GIVEN INSTRUCTION = Rewrite the rows below, swapping "wheel arch" for "wheel well" and leaving everything else as it is.

RECORDS SHOWN start

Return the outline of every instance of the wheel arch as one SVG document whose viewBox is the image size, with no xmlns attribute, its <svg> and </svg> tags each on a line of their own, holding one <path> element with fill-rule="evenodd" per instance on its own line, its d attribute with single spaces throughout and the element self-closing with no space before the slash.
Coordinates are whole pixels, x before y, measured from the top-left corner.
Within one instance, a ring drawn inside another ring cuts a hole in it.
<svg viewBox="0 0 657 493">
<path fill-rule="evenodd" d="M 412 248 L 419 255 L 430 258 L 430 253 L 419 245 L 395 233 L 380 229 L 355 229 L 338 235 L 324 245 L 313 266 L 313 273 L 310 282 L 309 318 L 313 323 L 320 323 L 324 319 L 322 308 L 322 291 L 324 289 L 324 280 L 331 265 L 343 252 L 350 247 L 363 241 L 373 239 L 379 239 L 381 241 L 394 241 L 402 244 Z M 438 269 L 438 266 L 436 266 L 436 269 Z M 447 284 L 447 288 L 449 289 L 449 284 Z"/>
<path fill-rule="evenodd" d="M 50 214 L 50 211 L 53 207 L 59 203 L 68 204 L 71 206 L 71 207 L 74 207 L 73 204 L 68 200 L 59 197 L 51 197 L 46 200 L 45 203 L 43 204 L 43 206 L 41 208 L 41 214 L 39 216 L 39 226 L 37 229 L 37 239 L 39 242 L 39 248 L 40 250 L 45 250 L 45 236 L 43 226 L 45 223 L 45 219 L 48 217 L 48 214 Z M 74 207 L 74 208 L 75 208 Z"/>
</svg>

RECORDS SHOWN end

SOLUTION TO THE EXERCISE =
Return the outline of every instance of the wheel well as one SVG document whose viewBox is the image size, with no xmlns attribute, its <svg> and </svg> tags each on a line of their own, holding one <path> element with fill-rule="evenodd" per instance on its own line, its d attribute with single spaces throughout and the element self-closing with no space before the slash.
Coordinates are whole pixels, x before y, measured from the top-left corner.
Within one instance, a ring drawn inside another ring cuts a hole in it.
<svg viewBox="0 0 657 493">
<path fill-rule="evenodd" d="M 412 248 L 419 255 L 430 258 L 430 253 L 419 245 L 395 233 L 380 229 L 355 229 L 338 235 L 324 245 L 313 266 L 313 273 L 310 282 L 309 318 L 313 323 L 320 323 L 324 319 L 322 308 L 322 291 L 324 289 L 324 280 L 331 265 L 343 252 L 350 247 L 363 241 L 373 239 L 379 239 L 381 241 L 394 241 L 402 244 Z M 438 269 L 438 266 L 436 266 L 436 269 Z M 447 284 L 447 288 L 449 289 L 449 284 Z"/>
<path fill-rule="evenodd" d="M 50 214 L 50 211 L 53 207 L 59 203 L 68 204 L 71 206 L 71 207 L 74 207 L 73 204 L 68 200 L 59 197 L 51 197 L 46 200 L 45 203 L 43 204 L 43 206 L 41 208 L 41 214 L 39 216 L 39 226 L 37 229 L 37 239 L 39 242 L 39 248 L 40 250 L 45 250 L 45 236 L 43 226 L 45 223 L 45 219 L 48 217 L 48 214 Z M 74 207 L 74 208 L 75 208 Z"/>
</svg>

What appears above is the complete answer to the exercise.